DOCUMENT SEGMENT:
• • • • •

Kim Jong-in (; born January 14, 1994), better known as Kai (), is a South Korean singer, model, actor, and dancer. He is a member of the South Korean-Chinese boy group Exo, its sub unit Exo-K, and South Korean supergroup SuperM. He debuted as a soloist in November 2020 with the release of his extended-play, Kai. Apart from his musical career, Kai has also starred in various television dramas such as Choco Bank (2016), Andante (2017), and Spring Has Come (2018). Kai is widely considered to be one of the best dancers of South Korea and K-pop, and is among the most influential Korean fashion icons.

Early life 
Kai was born on January 14, 1994, in Suncheon, South Jeolla Province, South Korea, as the youngest member of his family, with two older sisters. Despite his parents initially wanting him to learn Taekwondo and the piano, Kai began to train in ballet while in third grade after watching The Nutcracker, and started jazz dancing when he was eight years old in the fourth grade of elementary school. His father, now deceased, was the most important benefactor of his encounter with dance, which was of great significance to his life, according to a film about his growth story featured in Gucci's 2019 project "The Performers". Kai attended high school at School of Performing Arts Seoul, where he graduated from in 2012.

Career

2011–15: Debut and career beginnings

In 2007, encouraged by his father, Kai participated in and won SM Entertainment's Youth Best Contest and signed with the company at the age of thirteen years old. He then began training in hip-hop dance. On December 23, 2011, SM announced Kai as the first member of the company's upcoming boy group, Exo. He made his first televised performance alongside fellow Exo members Luhan, Chen and Tao as well as other SM artists at the year-end music program SBS Gayo Daejeon on December 29, 2011. The group officially debuted in April 2012 and has since gained significant popularity and commercial success.

In October 2012, Kai participated in the promotional group Younique Unit alongside labelmates Eunhyuk, Henry, Hyoyeon, Taemin and Luhan. The group released a single titled "Maxstep" as part of the collaboration between SM Entertainment and Hyundai. Later in December 2012, he joined the dance group SM The Performance, along with fellow member Lay, TVXQ's Yunho, Super Junior's Eunhyuk and Donghae, Shinee's Minho and Taemin. The group first made its appearance at the event SBS Gayo Daejeon on December 29, and performed their single "Spectrum". The single was officially released the next day. In August 2014, Kai was featured in the song "Pretty Boy" from Shinee member Taemin's debut album.

2016–2019: Acting career and SuperM

In January 2016, Kai made his acting debut as the male lead in the web drama Choco Bank, which achieved record-breaking viewership. In December 2016, he starred in two episodes of the special web drama 7 First Kisses which was produced by Lotte Duty Free.

In January 2017, Kai was announced to be starring as the male lead in the KBS teen drama Andante, playing a high school student. In February 2017, he was cast in the Japanese drama Spring Has Come, based on the Japanese novel of the same name. The drama marks the first time a non-Japanese actor taking a lead role on a drama produced by the broadcasting station Wowow.

• • • • •

TASK INSTRUCTIONS: Update the profile of Kai by rewriting everything from "In October 2012, Kai" down to "Taemin's debut album.", changing "dance group" to "performance group". You won't need the listing that comes next.

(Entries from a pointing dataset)

• • • • •

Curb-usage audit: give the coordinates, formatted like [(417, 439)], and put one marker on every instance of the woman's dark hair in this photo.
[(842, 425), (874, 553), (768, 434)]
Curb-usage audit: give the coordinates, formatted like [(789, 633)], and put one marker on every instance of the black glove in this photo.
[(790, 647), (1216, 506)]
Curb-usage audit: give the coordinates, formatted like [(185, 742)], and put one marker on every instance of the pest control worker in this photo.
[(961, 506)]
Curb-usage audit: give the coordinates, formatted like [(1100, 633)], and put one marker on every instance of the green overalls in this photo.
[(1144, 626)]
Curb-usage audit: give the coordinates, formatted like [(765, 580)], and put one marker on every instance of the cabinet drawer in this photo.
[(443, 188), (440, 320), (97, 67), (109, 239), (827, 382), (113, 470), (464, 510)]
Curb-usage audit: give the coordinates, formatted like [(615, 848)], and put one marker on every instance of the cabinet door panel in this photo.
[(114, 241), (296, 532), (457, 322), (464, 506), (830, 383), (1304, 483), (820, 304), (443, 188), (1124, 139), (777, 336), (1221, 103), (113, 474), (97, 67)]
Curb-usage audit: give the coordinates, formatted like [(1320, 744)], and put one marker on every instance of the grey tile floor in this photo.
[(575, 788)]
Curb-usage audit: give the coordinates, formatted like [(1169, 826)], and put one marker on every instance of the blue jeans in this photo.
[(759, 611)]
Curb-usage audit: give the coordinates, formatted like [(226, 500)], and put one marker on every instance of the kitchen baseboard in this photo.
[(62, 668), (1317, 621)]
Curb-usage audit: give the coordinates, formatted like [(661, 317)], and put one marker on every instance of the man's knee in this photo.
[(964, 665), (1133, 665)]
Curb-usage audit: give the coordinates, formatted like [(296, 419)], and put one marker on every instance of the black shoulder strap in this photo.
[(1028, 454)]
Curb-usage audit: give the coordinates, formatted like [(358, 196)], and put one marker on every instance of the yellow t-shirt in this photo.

• • • • •

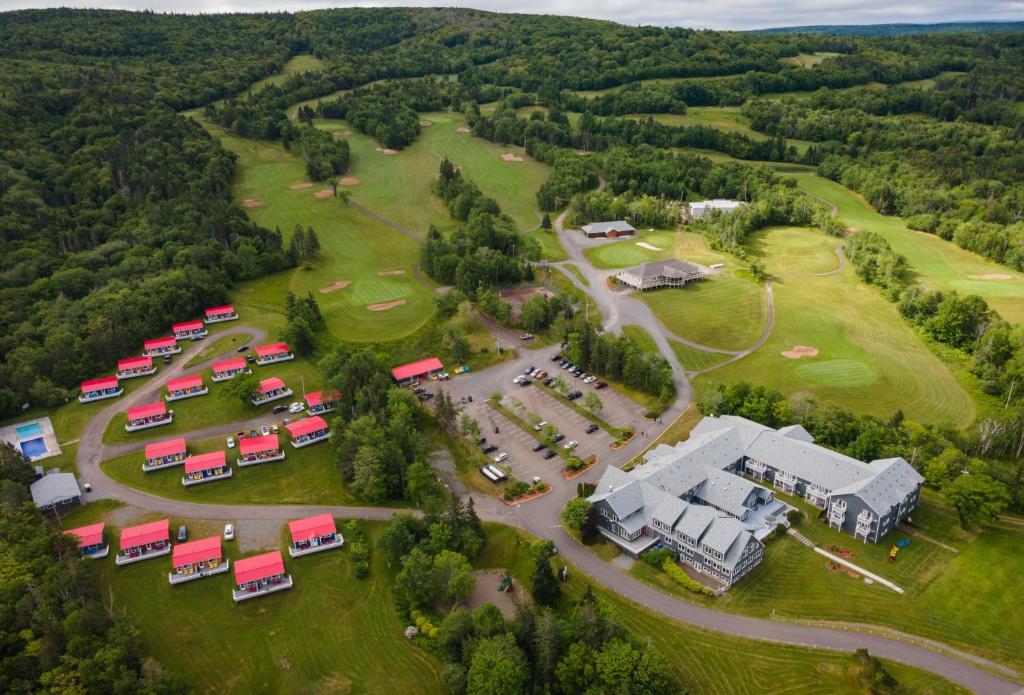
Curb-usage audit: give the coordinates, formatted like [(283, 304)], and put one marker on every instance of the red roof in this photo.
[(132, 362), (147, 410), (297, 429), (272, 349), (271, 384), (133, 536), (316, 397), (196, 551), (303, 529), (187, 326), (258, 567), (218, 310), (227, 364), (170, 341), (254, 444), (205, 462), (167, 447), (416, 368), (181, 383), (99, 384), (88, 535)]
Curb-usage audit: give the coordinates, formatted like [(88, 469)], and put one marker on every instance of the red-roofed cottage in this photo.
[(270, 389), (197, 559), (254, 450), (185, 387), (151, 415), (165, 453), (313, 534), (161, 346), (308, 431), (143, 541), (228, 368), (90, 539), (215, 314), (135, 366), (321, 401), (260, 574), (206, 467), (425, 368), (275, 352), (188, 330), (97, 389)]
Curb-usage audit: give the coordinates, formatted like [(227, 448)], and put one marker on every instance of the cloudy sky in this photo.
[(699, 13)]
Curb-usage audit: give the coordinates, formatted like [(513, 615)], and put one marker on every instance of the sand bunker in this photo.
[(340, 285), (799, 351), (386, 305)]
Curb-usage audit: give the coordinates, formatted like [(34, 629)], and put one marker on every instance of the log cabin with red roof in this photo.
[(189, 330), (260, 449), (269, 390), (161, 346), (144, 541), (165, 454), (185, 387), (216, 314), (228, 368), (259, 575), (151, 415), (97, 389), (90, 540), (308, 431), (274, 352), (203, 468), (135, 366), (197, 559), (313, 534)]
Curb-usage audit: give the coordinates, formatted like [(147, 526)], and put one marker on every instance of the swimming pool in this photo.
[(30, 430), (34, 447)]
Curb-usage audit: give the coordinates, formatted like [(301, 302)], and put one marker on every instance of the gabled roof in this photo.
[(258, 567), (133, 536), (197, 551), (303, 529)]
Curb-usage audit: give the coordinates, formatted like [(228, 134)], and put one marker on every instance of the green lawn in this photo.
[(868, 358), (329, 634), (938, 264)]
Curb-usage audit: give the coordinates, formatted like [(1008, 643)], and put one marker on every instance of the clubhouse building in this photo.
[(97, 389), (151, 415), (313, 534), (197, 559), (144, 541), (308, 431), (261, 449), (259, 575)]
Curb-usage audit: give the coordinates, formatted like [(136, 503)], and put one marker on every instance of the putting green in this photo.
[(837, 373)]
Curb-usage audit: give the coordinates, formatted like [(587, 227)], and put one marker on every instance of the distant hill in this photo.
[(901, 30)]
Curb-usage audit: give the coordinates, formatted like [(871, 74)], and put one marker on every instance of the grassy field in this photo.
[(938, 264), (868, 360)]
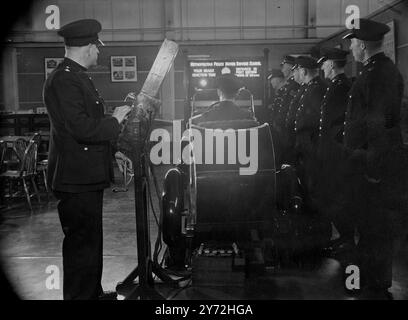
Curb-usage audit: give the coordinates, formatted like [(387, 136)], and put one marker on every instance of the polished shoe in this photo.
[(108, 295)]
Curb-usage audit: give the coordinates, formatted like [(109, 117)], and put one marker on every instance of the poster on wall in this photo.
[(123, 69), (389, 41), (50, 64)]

• • • • •

COMPLETE RESPONSE:
In October 2012, Kai participated in the promotional group Younique Unit alongside labelmates Eunhyuk, Henry, Hyoyeon, Taemin and Luhan. The group released a single titled "Maxstep" as part of the collaboration between SM Entertainment and Hyundai. Later in December 2012, he joined the performance group SM The Performance, along with fellow member Lay, TVXQ's Yunho, Super Junior's Eunhyuk and Donghae, Shinee's Minho and Taemin. The group first made its appearance at the event SBS Gayo Daejeon on December 29, and performed their single "Spectrum". The single was officially released the next day. In August 2014, Kai was featured in the song "Pretty Boy" from Shinee member Taemin's debut album.